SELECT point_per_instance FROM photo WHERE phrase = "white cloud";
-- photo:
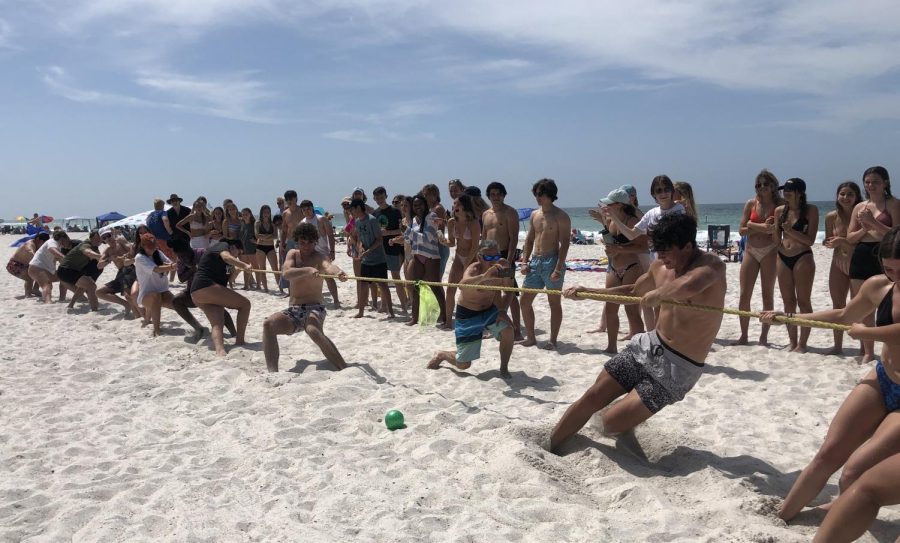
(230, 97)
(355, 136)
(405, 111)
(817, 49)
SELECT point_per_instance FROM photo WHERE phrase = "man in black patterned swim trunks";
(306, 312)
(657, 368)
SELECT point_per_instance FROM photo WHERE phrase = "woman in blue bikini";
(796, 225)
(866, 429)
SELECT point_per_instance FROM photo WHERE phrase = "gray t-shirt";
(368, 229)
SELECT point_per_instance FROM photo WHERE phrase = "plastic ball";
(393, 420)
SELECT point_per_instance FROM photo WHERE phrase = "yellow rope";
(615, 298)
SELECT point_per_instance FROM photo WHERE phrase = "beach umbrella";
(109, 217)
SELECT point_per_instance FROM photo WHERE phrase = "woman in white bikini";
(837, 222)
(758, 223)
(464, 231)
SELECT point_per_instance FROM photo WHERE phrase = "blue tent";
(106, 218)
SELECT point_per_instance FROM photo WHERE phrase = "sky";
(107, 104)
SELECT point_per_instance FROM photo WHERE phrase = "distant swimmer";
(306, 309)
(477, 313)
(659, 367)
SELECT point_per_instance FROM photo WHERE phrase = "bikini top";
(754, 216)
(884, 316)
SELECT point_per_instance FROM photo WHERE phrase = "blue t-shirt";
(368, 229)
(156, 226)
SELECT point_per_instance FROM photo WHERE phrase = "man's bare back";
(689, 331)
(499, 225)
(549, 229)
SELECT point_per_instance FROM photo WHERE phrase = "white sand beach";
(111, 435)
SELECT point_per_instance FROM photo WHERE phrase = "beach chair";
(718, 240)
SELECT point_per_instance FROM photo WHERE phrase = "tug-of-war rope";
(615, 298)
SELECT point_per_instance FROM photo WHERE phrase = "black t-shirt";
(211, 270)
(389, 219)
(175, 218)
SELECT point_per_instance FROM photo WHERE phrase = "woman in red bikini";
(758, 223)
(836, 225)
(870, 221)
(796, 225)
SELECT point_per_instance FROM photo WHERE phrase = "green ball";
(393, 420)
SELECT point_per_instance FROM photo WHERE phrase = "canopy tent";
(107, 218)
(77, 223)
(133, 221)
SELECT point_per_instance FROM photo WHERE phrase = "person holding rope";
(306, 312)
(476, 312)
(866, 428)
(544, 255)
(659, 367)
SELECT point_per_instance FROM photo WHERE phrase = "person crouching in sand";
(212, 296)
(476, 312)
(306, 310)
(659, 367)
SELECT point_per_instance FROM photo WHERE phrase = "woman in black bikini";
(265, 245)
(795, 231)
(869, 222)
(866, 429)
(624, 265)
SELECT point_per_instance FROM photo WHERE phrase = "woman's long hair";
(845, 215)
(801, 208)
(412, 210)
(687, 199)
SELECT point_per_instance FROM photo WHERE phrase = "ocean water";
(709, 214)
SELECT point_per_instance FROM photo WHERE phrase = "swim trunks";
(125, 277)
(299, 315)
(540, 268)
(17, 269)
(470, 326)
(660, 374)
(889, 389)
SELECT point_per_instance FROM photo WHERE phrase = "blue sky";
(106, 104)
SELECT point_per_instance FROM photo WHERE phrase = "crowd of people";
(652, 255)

####

ACTIVITY> From the entries above, output every line exactly and omit any image.

ANSWER SECTION>
SELECT point_per_instance FROM photo WHERE phrase = "white cloud";
-- photo:
(230, 97)
(355, 136)
(405, 111)
(817, 49)
SELECT point_per_instance FROM photo WHERE phrase = "man in black patterned swim trunks";
(306, 312)
(657, 368)
SELECT point_per_instance FROM photo WHERE phrase = "woman in blue bikini";
(796, 225)
(866, 429)
SELECT point_per_instance FROM photo WHERE phrase = "gray t-shirt";
(368, 229)
SELECT point_per_instance FROM photo WHERE phrase = "plastic ball";
(393, 420)
SELECT point_per_instance FROM photo WHERE phrase = "yellow rope";
(615, 298)
SELECT point_per_instance FROM photo WHERE phrase = "beach umbrella";
(109, 217)
SELECT point_per_instance FROM photo WHERE phrase = "woman in white bikini";
(837, 222)
(758, 223)
(464, 231)
SELECT point_per_instance FROM photo WHERE phrase = "blue tent";
(106, 218)
SELECT point_per_instance FROM photo WHERE phrase = "sky";
(107, 104)
SELECT point_per_instance FROM photo WHERE phrase = "distant swimmer";
(306, 309)
(477, 313)
(659, 367)
SELECT point_per_instance FROM photo WHERE phrase = "bikini top";
(754, 216)
(884, 316)
SELECT point_per_instance FROM photo WHERE phrase = "blue t-shirt";
(368, 229)
(156, 226)
SELECT point_per_instance FROM photo WHERE phrase = "man's bare back";
(689, 331)
(499, 225)
(549, 229)
SELECT point_per_instance FROM photo WHERE phrase = "white sand beach";
(111, 435)
SELECT point_per_instance FROM photo WHERE phrase = "beach chair";
(718, 240)
SELECT point_per_instance FROM photo WHERE phrase = "tug-of-war rope";
(615, 298)
SELECT point_per_instance FROM photo WHERE phrase = "black t-shirt";
(211, 270)
(389, 219)
(175, 218)
SELECT point_per_instance FROM photo WHERE phrase = "woman in red bikini";
(758, 223)
(836, 225)
(870, 221)
(796, 225)
SELECT point_per_instance FROM photo WHERE phrase = "green ball";
(393, 420)
SELECT point_per_instance FROM photo WHERE phrase = "canopy tent";
(107, 218)
(77, 223)
(133, 221)
SELECT point_per_instance FROM photo WHERE phrase = "person holding rope";
(306, 312)
(476, 312)
(866, 428)
(544, 255)
(659, 367)
SELECT point_per_instance FROM photo WHERE phrase = "person crouching in sand";
(212, 296)
(476, 312)
(306, 310)
(659, 367)
SELECT point_per_instance FROM photo WHERE phrase = "woman in black bikini";
(265, 245)
(795, 231)
(869, 222)
(866, 429)
(624, 265)
SELECT point_per_instance FROM photo WHERE phrase = "woman's long hair";
(845, 215)
(801, 208)
(412, 210)
(687, 199)
SELECT point_per_instance FROM photo WHERE phrase = "ocean water";
(709, 214)
SELECT point_per_instance FROM photo WHERE phrase = "swim trunks";
(125, 277)
(299, 315)
(540, 268)
(17, 269)
(470, 326)
(660, 374)
(889, 389)
SELECT point_per_instance FROM photo WHERE phrase = "blue sky";
(106, 104)
SELECT point_per_instance FROM photo WHERE phrase = "crowd of people";
(652, 255)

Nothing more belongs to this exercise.